• **Aim**: In the part of the material that opens with the line containing "If you could point at the wall-mounted" and closes at the end of the material, swap "blue sneaker" for "blue shoe". Give back only that part, with everything else left as it is.

Records of labeled points
____________

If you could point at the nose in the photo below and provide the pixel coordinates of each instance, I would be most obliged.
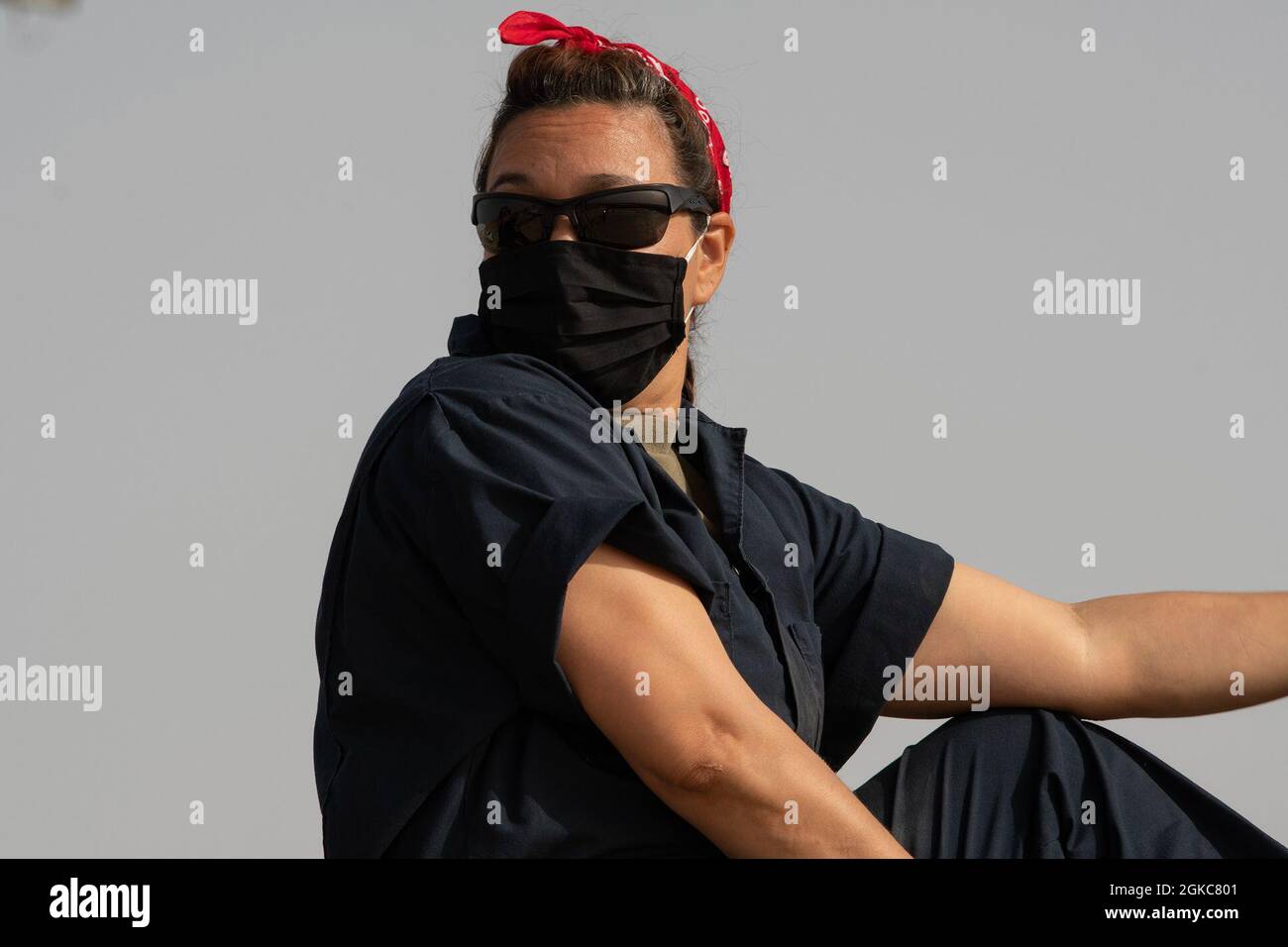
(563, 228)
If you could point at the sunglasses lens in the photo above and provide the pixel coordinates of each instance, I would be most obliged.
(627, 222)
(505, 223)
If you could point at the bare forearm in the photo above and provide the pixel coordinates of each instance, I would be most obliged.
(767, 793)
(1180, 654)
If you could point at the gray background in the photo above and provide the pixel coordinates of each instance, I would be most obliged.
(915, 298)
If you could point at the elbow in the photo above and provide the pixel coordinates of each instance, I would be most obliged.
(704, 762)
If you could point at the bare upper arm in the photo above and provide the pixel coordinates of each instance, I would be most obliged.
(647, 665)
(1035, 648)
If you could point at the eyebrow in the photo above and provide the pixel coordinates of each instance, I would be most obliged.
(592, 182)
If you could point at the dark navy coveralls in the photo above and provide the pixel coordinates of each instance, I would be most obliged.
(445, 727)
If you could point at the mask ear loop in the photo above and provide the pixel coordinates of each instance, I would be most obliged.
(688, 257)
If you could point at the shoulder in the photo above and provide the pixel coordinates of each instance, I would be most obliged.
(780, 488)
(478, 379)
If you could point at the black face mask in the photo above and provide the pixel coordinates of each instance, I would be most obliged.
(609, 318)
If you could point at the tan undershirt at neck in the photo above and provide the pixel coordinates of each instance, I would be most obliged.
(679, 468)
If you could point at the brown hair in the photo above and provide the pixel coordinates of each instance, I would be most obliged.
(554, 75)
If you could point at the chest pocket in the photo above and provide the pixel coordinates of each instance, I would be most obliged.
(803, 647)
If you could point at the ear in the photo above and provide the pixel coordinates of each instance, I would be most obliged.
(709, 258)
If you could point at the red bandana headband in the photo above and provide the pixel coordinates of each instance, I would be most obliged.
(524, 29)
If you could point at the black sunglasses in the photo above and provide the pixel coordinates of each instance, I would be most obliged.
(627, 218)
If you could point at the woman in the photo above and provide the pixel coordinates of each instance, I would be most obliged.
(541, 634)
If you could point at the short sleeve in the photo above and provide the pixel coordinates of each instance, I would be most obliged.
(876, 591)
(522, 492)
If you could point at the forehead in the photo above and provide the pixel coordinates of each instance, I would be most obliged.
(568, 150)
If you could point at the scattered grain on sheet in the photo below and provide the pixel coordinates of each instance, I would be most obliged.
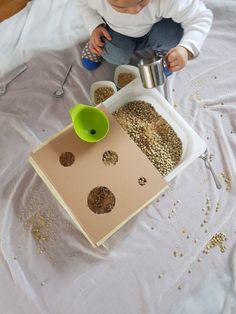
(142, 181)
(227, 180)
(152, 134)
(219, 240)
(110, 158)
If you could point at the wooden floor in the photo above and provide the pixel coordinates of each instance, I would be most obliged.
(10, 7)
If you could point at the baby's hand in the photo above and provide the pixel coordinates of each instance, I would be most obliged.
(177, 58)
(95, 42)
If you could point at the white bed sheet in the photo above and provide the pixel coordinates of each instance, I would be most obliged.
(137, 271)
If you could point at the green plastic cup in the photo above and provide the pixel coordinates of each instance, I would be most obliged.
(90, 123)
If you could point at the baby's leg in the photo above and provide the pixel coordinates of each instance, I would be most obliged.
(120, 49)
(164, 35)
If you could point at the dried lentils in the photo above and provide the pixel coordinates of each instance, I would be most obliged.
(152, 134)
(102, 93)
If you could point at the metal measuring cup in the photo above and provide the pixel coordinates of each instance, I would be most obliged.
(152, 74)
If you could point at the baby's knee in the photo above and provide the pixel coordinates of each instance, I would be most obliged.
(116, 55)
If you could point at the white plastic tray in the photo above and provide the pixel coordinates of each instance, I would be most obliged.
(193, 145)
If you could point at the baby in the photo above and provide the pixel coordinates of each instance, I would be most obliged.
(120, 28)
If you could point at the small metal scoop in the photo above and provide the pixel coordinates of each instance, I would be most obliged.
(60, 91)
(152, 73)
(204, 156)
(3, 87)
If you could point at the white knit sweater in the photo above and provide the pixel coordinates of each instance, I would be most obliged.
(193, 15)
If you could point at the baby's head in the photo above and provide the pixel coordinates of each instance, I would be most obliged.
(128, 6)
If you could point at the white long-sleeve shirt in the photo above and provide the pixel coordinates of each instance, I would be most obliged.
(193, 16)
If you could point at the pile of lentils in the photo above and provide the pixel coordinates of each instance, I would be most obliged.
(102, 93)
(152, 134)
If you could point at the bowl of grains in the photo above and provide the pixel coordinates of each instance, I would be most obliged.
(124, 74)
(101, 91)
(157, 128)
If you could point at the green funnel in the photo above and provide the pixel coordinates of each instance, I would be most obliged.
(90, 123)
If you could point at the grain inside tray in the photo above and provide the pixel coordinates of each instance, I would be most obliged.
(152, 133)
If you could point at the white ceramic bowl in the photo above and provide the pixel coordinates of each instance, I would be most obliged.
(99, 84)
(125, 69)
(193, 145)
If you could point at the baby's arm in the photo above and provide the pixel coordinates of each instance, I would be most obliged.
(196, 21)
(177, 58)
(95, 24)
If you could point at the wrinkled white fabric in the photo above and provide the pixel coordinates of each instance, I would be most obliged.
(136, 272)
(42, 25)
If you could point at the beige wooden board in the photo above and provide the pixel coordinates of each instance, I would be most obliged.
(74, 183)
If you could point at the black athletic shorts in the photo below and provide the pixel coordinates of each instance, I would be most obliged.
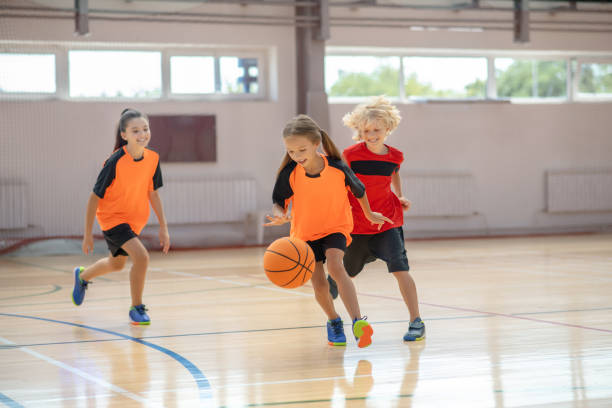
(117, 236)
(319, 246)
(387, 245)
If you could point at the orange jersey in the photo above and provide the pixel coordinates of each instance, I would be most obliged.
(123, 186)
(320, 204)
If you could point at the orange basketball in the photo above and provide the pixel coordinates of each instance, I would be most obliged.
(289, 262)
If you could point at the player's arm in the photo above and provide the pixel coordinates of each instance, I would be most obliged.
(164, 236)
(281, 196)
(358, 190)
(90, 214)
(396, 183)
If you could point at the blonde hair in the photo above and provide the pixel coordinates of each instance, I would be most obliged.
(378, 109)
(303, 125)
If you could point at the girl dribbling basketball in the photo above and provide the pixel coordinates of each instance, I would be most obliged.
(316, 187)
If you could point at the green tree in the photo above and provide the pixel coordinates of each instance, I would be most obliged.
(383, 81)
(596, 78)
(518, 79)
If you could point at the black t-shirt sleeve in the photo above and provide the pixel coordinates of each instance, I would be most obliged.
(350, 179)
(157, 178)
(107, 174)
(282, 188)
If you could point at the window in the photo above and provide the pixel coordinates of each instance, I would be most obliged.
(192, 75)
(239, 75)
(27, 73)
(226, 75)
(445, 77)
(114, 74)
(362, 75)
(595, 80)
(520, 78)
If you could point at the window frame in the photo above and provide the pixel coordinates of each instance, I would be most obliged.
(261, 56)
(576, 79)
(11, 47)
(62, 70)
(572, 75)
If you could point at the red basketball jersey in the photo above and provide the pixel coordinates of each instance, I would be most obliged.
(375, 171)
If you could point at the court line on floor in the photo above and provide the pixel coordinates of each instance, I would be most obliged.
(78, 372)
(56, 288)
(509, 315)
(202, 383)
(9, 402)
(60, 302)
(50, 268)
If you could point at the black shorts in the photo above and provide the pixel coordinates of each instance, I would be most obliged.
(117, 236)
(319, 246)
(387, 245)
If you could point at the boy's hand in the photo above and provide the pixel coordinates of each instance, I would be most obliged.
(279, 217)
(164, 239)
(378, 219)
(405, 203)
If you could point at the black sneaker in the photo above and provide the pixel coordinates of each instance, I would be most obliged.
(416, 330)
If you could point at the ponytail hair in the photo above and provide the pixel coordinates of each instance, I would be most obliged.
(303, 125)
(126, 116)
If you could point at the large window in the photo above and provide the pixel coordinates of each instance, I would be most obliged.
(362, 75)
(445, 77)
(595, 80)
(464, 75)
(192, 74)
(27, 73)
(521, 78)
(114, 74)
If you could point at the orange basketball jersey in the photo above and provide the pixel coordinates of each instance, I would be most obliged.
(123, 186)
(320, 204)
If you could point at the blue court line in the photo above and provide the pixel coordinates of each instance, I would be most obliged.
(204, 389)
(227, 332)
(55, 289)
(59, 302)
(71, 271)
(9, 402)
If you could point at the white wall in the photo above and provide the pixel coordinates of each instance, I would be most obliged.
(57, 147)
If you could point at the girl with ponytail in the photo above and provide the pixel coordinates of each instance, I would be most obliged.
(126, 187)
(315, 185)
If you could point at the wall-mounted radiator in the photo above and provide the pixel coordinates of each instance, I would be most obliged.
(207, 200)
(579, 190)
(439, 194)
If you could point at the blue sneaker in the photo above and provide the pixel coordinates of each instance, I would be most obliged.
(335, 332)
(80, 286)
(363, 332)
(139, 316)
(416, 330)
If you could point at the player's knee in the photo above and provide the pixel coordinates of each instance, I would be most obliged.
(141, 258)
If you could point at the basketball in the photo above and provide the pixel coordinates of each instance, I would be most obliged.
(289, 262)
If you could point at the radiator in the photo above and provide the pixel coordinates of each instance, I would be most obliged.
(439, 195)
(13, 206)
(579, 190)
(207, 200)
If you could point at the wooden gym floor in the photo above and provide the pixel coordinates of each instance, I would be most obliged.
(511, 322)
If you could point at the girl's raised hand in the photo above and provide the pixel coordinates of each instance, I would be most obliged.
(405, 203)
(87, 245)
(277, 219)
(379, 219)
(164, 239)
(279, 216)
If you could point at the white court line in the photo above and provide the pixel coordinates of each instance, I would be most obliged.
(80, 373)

____________

• **Solution for this task**:
If you could point at the wall-mounted radiator in the photo above and provide the pixel coordinates of each instance, I would be most obliged.
(207, 200)
(579, 190)
(439, 194)
If you could point at the blue shoe in the photo above and provide the pixel coordinates of each instance, I would be most obliged.
(335, 332)
(80, 286)
(363, 332)
(139, 316)
(416, 330)
If you could point at the player's knee in the photo above and provide the pixel coordinates of each instance, I would be most obliged.
(141, 258)
If you could point at the basketball in the photo above and provide the pixel coordinates of each instance, I would be most obliged.
(289, 262)
If you could point at the radiator in the photo above and provide the pixel coordinates of each instance, I would be most obliged.
(439, 195)
(13, 206)
(579, 190)
(207, 200)
If you could point at the wooden gym floor in the photo above and provide the pixel coordinates of each instance, I would be most obliged.
(511, 322)
If you could point at the girl's raised hand in the photo above and provide the pixel coordinates of each instance, I would be most obliged.
(405, 203)
(87, 245)
(277, 219)
(379, 219)
(164, 239)
(279, 216)
If you could point at the white court line in the photo above and provide the pixel coordinates of each instance, I would be most obliged.
(80, 373)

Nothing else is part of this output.